Hereinafter, a substrate processing method according to one embodiment of the present invention will be described in detail with reference to the drawings.

Figure 6 is a flow chart showing a process of processing a substrate using the device of Figure 3.

A substrate treatment method according to one embodiment of the present invention further includes a chemical supply step (S100), a rinsing step (S200), a substitution step (S300), and a drying step (S400).

In the chemical supply step (S100), a chemical is discharged onto the substrate (W) through the first nozzle (410) to remove metal foreign substances, organic substances, particles, etc. remaining on the substrate (W). For example, the chemical may be a liquid capable of etching a film formed on the substrate (W) or removing particles remaining on the substrate (W). The chemical may be a liquid having the properties of a strong acid or a strong base. The chemical may include sulfuric acid, hydrofluoric acid, or ammonia. The rinse liquid may be a liquid capable of rinsing chemicals remaining on the substrate (W).

In the rinsing step (S200), pure water (DIW) is ejected onto the substrate (W) through the second nozzle (420) to remove chemicals remaining on the substrate (W).

In the substitution step (S300), a drying fluid is supplied onto the substrate (W) through the third nozzle (430) to replace the rinsing liquid remaining on the substrate (W) with the drying fluid. The drying fluid may be a liquid having a lower surface tension than the rinsing liquid. For example, the drying fluid may be isopropyl alcohol (IPA).

In addition, the substitution step (S300) further includes a first heating step (S320) and a second heating step (S340). The first heating step (S320) heats the drying fluid to a temperature higher than the boiling point of the drying fluid before supplying the drying fluid to the substrate to remove air bubbles from the drying fluid. At this time, the heating of the drying fluid to a temperature higher than the boiling point of the drying fluid is performed while circulating the drying fluid through a circulation line (641) connected to the tank (612, 622).

The second heating step (S340) supplies a drying fluid having a temperature below the boiling point to the substrate after the first heating step (S320). In this case, the individual line-side supply control valve (805) is controlled to be open by the controller (900) so that the drying fluid is discharged toward the nozzle (430). The second heating step (S340) heats the drying fluid secondarily while the drying fluid is supplied to the substrate after degassing bubbles from the drying fluid, and the second heating heats the drying fluid to a temperature lower than the boiling point of the drying fluid. The drying fluid may include isopropyl alcohol. In this case, in the first heating step (S320), the isopropyl alcohol is heated to a temperature higher than 83°C, which is the boiling point of isopropyl alcohol, and in the second heating step (S340), the isopropyl alcohol is heated to a temperature lower than the boiling point of isopropyl alcohol. At this time, the heating temperature in the second heating step (S340) is preferably 65 to 75 ℃.

WORK INSTRUCTIONS
1 - Which steps make up the substrate treatment method described in the substrate processing excerpt?
2 - Could you write out the substrate processing excerpt from "A substrate treatment" up to and including "drying step (S400)."?
3 - In the substrate processing excerpt, why is the drying fluid heated above its boiling point in the first heating step (S320)?

ENTRIES PROVIDED
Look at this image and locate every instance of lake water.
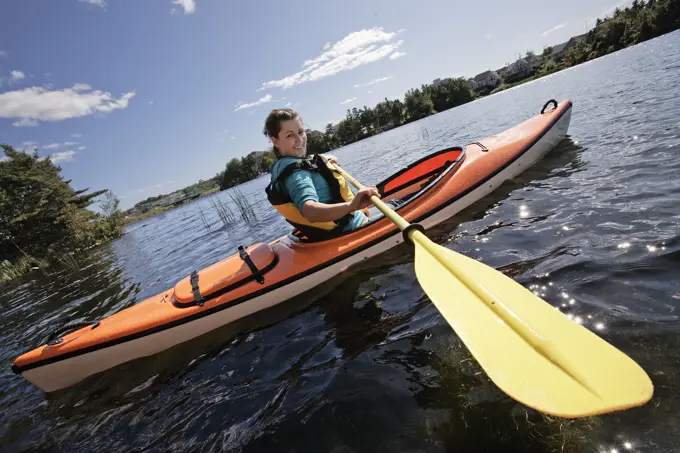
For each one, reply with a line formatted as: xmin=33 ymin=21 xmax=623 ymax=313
xmin=0 ymin=32 xmax=680 ymax=453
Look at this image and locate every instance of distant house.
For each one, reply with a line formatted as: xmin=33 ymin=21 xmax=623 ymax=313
xmin=505 ymin=58 xmax=534 ymax=83
xmin=432 ymin=77 xmax=451 ymax=86
xmin=550 ymin=34 xmax=586 ymax=62
xmin=524 ymin=54 xmax=543 ymax=72
xmin=471 ymin=71 xmax=501 ymax=93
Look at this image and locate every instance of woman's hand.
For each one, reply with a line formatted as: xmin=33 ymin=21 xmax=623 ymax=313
xmin=349 ymin=186 xmax=380 ymax=212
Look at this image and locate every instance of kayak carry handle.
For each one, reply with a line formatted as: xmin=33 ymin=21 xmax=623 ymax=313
xmin=541 ymin=99 xmax=557 ymax=115
xmin=43 ymin=321 xmax=99 ymax=346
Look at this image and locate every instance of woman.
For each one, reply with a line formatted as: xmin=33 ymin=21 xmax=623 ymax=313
xmin=263 ymin=109 xmax=380 ymax=239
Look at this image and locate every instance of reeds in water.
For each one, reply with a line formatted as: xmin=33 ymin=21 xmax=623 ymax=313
xmin=210 ymin=197 xmax=236 ymax=228
xmin=198 ymin=206 xmax=211 ymax=231
xmin=229 ymin=188 xmax=257 ymax=223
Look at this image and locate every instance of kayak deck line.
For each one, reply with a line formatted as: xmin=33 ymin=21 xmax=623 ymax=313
xmin=12 ymin=100 xmax=572 ymax=391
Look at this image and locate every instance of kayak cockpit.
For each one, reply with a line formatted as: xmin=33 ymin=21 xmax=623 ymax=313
xmin=289 ymin=146 xmax=465 ymax=242
xmin=376 ymin=146 xmax=465 ymax=208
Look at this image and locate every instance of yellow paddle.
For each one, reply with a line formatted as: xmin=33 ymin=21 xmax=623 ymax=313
xmin=336 ymin=162 xmax=653 ymax=418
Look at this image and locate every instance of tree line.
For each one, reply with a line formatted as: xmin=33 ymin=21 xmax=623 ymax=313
xmin=0 ymin=144 xmax=123 ymax=281
xmin=565 ymin=0 xmax=680 ymax=66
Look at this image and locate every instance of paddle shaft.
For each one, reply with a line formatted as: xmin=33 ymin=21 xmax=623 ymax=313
xmin=335 ymin=165 xmax=597 ymax=395
xmin=335 ymin=165 xmax=410 ymax=231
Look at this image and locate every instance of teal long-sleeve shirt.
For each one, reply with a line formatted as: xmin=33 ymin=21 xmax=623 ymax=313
xmin=270 ymin=157 xmax=367 ymax=231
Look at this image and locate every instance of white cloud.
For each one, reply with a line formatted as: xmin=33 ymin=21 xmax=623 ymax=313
xmin=0 ymin=83 xmax=135 ymax=127
xmin=234 ymin=94 xmax=272 ymax=112
xmin=258 ymin=28 xmax=404 ymax=91
xmin=354 ymin=76 xmax=394 ymax=88
xmin=50 ymin=149 xmax=76 ymax=164
xmin=171 ymin=0 xmax=196 ymax=14
xmin=78 ymin=0 xmax=106 ymax=10
xmin=12 ymin=117 xmax=38 ymax=127
xmin=20 ymin=141 xmax=38 ymax=150
xmin=541 ymin=22 xmax=567 ymax=36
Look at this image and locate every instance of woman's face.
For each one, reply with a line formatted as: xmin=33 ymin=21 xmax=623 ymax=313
xmin=272 ymin=117 xmax=307 ymax=157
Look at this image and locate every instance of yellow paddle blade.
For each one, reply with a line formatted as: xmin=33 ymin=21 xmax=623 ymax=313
xmin=410 ymin=231 xmax=653 ymax=418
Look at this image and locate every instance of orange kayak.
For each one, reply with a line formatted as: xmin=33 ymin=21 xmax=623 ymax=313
xmin=12 ymin=100 xmax=572 ymax=392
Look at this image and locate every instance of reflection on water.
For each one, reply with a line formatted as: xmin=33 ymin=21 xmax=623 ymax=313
xmin=0 ymin=33 xmax=680 ymax=453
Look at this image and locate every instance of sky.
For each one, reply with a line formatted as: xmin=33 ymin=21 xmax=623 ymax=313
xmin=0 ymin=0 xmax=631 ymax=209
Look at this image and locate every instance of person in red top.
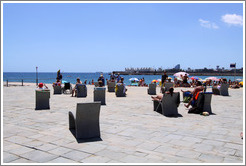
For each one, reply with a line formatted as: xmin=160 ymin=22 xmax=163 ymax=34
xmin=181 ymin=81 xmax=204 ymax=108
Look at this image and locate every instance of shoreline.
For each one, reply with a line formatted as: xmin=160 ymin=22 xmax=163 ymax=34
xmin=112 ymin=71 xmax=243 ymax=77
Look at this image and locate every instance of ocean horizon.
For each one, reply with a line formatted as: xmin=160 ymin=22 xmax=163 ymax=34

ANSWERS IN ORDER
1 -
- Chemical supply step (S100)
- Rinsing step (S200)
- Substitution step (S300)
- Drying step (S400)

2 -
A substrate treatment method according to one embodiment of the present invention further includes a chemical supply step (S100), a rinsing step (S200), a substitution step (S300), and a drying step (S400).

3 - The drying fluid is heated above its boiling point before it reaches the substrate so that air bubbles are removed from it.